#### Given information
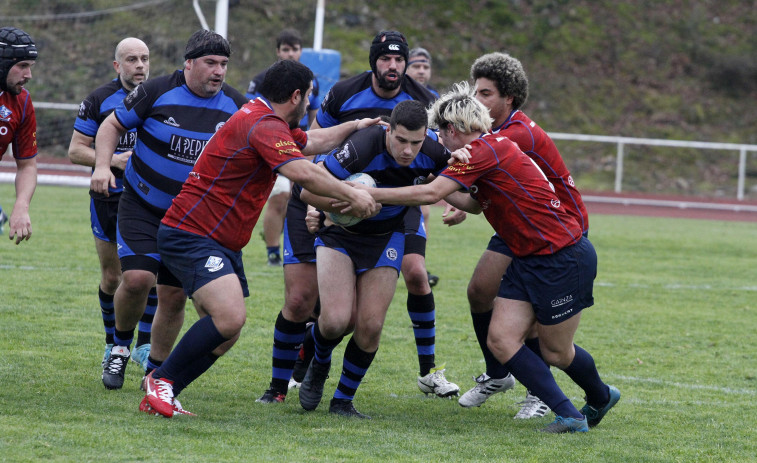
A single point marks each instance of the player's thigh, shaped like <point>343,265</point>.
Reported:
<point>223,299</point>
<point>486,278</point>
<point>300,290</point>
<point>336,286</point>
<point>511,322</point>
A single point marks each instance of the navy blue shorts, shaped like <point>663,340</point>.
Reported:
<point>557,285</point>
<point>415,232</point>
<point>197,260</point>
<point>298,241</point>
<point>365,251</point>
<point>103,217</point>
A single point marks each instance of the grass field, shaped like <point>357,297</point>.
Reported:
<point>673,328</point>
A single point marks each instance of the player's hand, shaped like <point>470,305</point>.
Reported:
<point>367,122</point>
<point>460,155</point>
<point>101,180</point>
<point>314,219</point>
<point>119,160</point>
<point>20,226</point>
<point>453,216</point>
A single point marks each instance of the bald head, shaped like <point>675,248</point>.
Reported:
<point>132,62</point>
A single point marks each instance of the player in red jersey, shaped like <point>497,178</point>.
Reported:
<point>18,124</point>
<point>502,86</point>
<point>550,279</point>
<point>210,221</point>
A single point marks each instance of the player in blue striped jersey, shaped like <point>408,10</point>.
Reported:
<point>358,265</point>
<point>132,64</point>
<point>175,116</point>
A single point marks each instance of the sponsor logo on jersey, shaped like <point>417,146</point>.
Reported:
<point>171,121</point>
<point>561,301</point>
<point>185,149</point>
<point>134,97</point>
<point>126,142</point>
<point>214,264</point>
<point>5,114</point>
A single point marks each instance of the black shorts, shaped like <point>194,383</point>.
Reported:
<point>137,239</point>
<point>415,232</point>
<point>298,241</point>
<point>366,251</point>
<point>103,215</point>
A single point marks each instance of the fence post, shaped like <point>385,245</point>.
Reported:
<point>619,167</point>
<point>742,175</point>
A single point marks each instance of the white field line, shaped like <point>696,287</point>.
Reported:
<point>675,384</point>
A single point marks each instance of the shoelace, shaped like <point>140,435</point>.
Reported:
<point>165,391</point>
<point>114,364</point>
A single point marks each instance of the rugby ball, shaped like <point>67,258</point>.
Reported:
<point>346,220</point>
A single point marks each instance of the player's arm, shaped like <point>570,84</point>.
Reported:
<point>317,180</point>
<point>322,140</point>
<point>464,202</point>
<point>26,183</point>
<point>106,142</point>
<point>322,203</point>
<point>80,151</point>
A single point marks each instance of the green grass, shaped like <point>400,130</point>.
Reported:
<point>673,328</point>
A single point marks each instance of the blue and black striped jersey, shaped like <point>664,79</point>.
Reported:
<point>173,125</point>
<point>92,112</point>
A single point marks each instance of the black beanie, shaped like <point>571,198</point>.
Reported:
<point>387,43</point>
<point>15,45</point>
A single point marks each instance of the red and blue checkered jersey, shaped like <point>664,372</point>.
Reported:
<point>230,183</point>
<point>516,197</point>
<point>534,141</point>
<point>18,125</point>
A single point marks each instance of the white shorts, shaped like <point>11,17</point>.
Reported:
<point>282,185</point>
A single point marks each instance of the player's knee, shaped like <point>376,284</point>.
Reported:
<point>556,358</point>
<point>416,279</point>
<point>298,306</point>
<point>137,283</point>
<point>480,297</point>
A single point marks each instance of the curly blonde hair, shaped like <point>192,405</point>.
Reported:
<point>460,109</point>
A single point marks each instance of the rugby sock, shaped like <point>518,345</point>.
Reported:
<point>145,323</point>
<point>583,372</point>
<point>323,346</point>
<point>152,364</point>
<point>533,373</point>
<point>201,339</point>
<point>481,321</point>
<point>423,316</point>
<point>273,250</point>
<point>108,313</point>
<point>287,339</point>
<point>533,344</point>
<point>193,371</point>
<point>354,366</point>
<point>123,338</point>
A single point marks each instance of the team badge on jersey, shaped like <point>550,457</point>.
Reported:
<point>5,114</point>
<point>214,264</point>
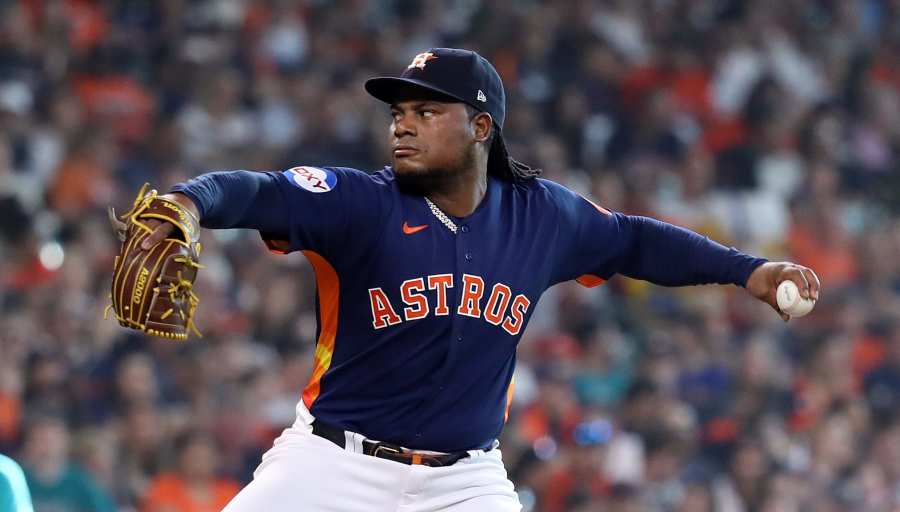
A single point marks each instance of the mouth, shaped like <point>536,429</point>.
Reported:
<point>403,151</point>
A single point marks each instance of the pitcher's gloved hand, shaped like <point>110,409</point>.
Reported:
<point>152,285</point>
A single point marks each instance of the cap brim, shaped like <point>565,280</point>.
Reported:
<point>387,88</point>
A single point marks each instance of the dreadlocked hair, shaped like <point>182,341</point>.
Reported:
<point>500,164</point>
<point>505,167</point>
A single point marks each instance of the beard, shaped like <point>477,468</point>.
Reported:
<point>436,179</point>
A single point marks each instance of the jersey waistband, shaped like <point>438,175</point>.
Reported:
<point>355,442</point>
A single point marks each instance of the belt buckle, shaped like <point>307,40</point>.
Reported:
<point>387,449</point>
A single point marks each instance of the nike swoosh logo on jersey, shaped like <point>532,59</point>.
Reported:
<point>407,230</point>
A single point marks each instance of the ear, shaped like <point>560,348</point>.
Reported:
<point>482,124</point>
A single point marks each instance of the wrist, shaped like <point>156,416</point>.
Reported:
<point>184,201</point>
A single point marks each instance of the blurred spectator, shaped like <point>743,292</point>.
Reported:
<point>56,482</point>
<point>193,486</point>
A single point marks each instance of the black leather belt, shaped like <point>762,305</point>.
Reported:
<point>386,450</point>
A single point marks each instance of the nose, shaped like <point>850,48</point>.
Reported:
<point>402,126</point>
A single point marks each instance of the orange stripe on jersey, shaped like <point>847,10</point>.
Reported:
<point>509,392</point>
<point>589,280</point>
<point>328,286</point>
<point>599,208</point>
<point>277,246</point>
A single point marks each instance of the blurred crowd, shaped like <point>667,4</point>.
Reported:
<point>771,125</point>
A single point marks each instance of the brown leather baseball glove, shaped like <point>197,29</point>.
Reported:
<point>152,289</point>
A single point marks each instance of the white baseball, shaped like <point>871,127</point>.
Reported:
<point>790,301</point>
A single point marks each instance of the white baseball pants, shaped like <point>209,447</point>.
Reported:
<point>304,472</point>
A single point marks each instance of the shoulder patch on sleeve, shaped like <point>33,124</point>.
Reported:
<point>312,179</point>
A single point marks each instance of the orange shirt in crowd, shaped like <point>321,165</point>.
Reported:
<point>169,493</point>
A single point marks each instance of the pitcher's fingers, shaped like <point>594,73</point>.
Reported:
<point>795,274</point>
<point>814,284</point>
<point>160,232</point>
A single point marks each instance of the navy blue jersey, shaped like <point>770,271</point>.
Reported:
<point>418,325</point>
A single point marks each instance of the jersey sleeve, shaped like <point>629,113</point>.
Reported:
<point>598,243</point>
<point>325,206</point>
<point>313,208</point>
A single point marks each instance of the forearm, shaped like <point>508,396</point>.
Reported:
<point>668,255</point>
<point>236,199</point>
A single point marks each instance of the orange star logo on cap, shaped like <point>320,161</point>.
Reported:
<point>420,60</point>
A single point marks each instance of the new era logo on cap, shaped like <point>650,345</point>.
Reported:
<point>460,74</point>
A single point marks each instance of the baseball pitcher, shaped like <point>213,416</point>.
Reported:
<point>427,273</point>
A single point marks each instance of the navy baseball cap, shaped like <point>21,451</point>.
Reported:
<point>460,74</point>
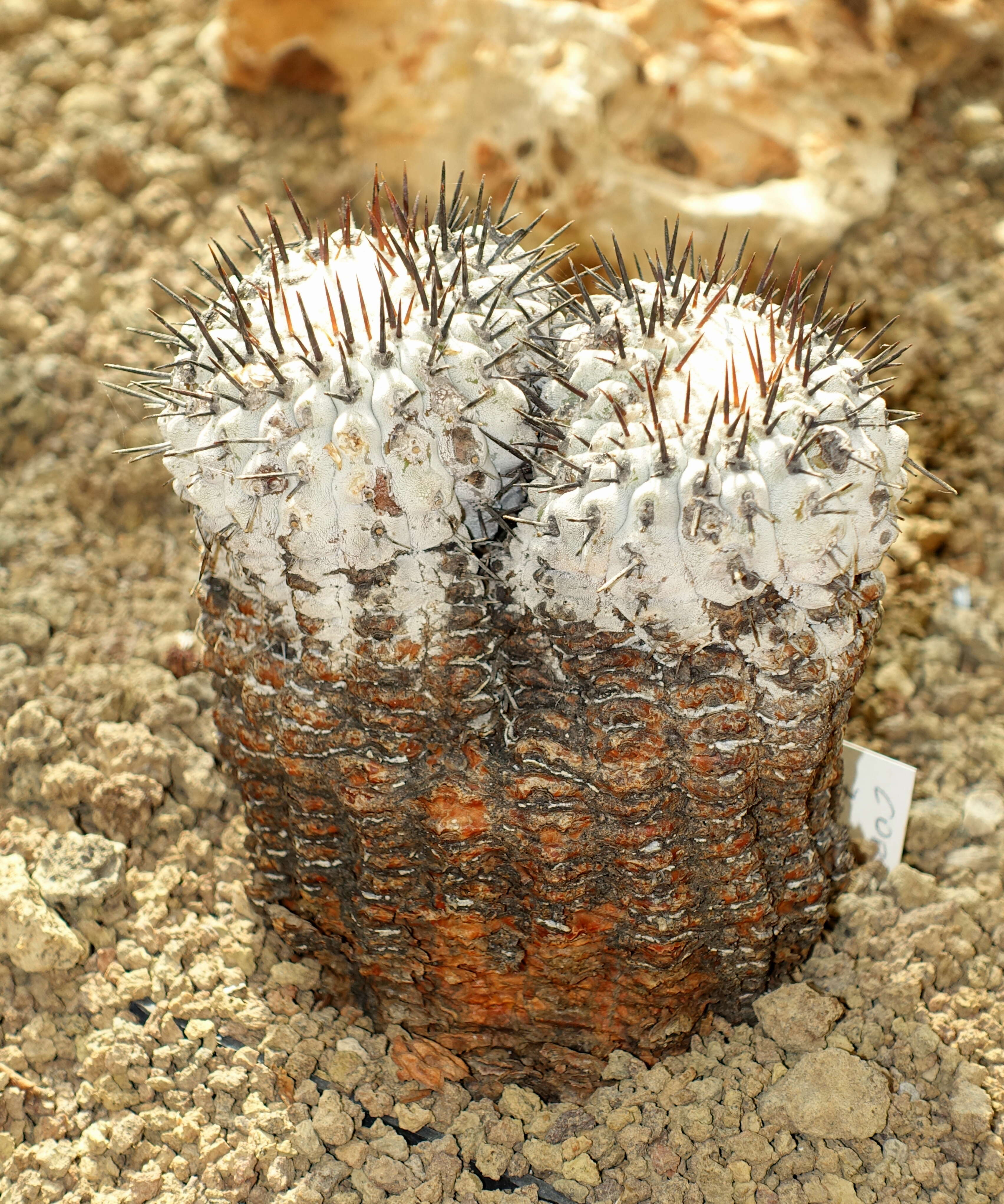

#### Written task
Pick out each line of the records that contains the word "black", treating uppercase and lowercase as different.

#### Answer to this problem
A single point marks each instance of the black shorts, shaped like <point>194,383</point>.
A single point marks each instance of the blue and black striped jersey, shaped like <point>664,79</point>.
A single point marks each instance of the black beanie, shaped like <point>571,198</point>.
A single point marks each instance of the black leather belt, shaped like <point>762,305</point>.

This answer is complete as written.